[Location annotation dataset excerpts]
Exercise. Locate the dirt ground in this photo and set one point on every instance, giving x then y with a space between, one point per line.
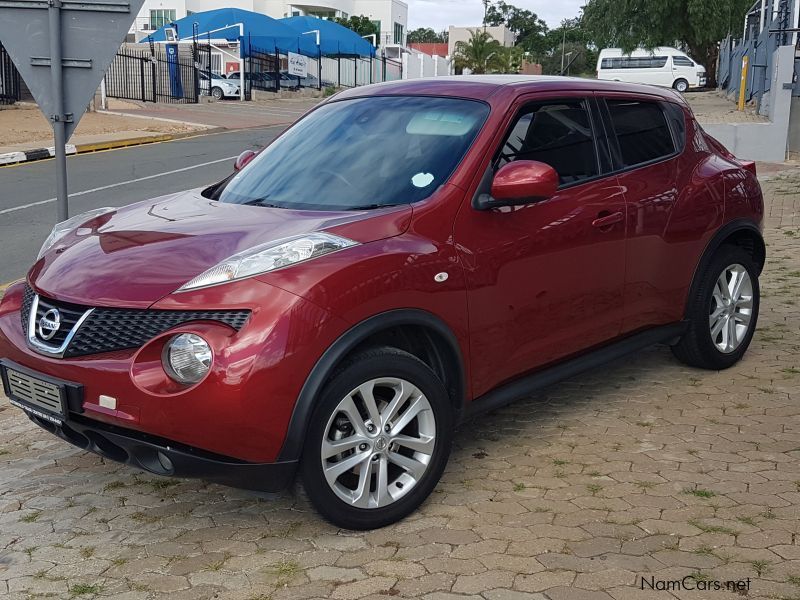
25 123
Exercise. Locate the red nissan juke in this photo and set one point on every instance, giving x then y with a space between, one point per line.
403 257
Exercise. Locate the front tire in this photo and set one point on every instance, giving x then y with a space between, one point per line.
681 85
378 440
723 312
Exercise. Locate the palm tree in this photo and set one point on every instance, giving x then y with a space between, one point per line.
479 53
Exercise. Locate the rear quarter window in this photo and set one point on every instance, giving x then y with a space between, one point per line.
641 130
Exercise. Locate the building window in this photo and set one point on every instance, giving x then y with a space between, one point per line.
161 16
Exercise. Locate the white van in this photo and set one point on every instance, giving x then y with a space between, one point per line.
666 67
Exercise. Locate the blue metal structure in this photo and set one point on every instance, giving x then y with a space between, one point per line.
768 25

§ WORK INSTRUCTIONS: Print all of the rows above verbatim, omitting the pictures.

§ EXERCISE OUTPUT:
Exercise. Locate the dirt ground in this photo and set one point on every instance, giving x then y with a space between, one point per line.
25 123
Exercise. Locate the red nissan juke in this photo and set one point on every instance, giving x then y with a space between, one point per line.
403 257
Exercise. Locate the front tire in this photo and set one point on every instance, giving x then y with a space between, one point per line.
681 85
378 440
723 312
Exercise. Locate the palm tree in this photo and set one point on every instance, giving x then y with a space between, one point per line.
479 53
Exercise. Locate the rear quarter window in this photo and set one point on every instance, giving x then y with a space between, one point per line.
641 130
Exercise. Locate the building window in this photo and set one point on every instance, giving x then y with a space between, one point per line.
161 16
Exercise. Locate the white van in this photo and set one point on every instance, giving x then y with a space between, one point per line.
666 67
Exercise. Locate the blue metal structure in this photo and set one point on every instance, giving x then y with a space between, one point per line.
768 25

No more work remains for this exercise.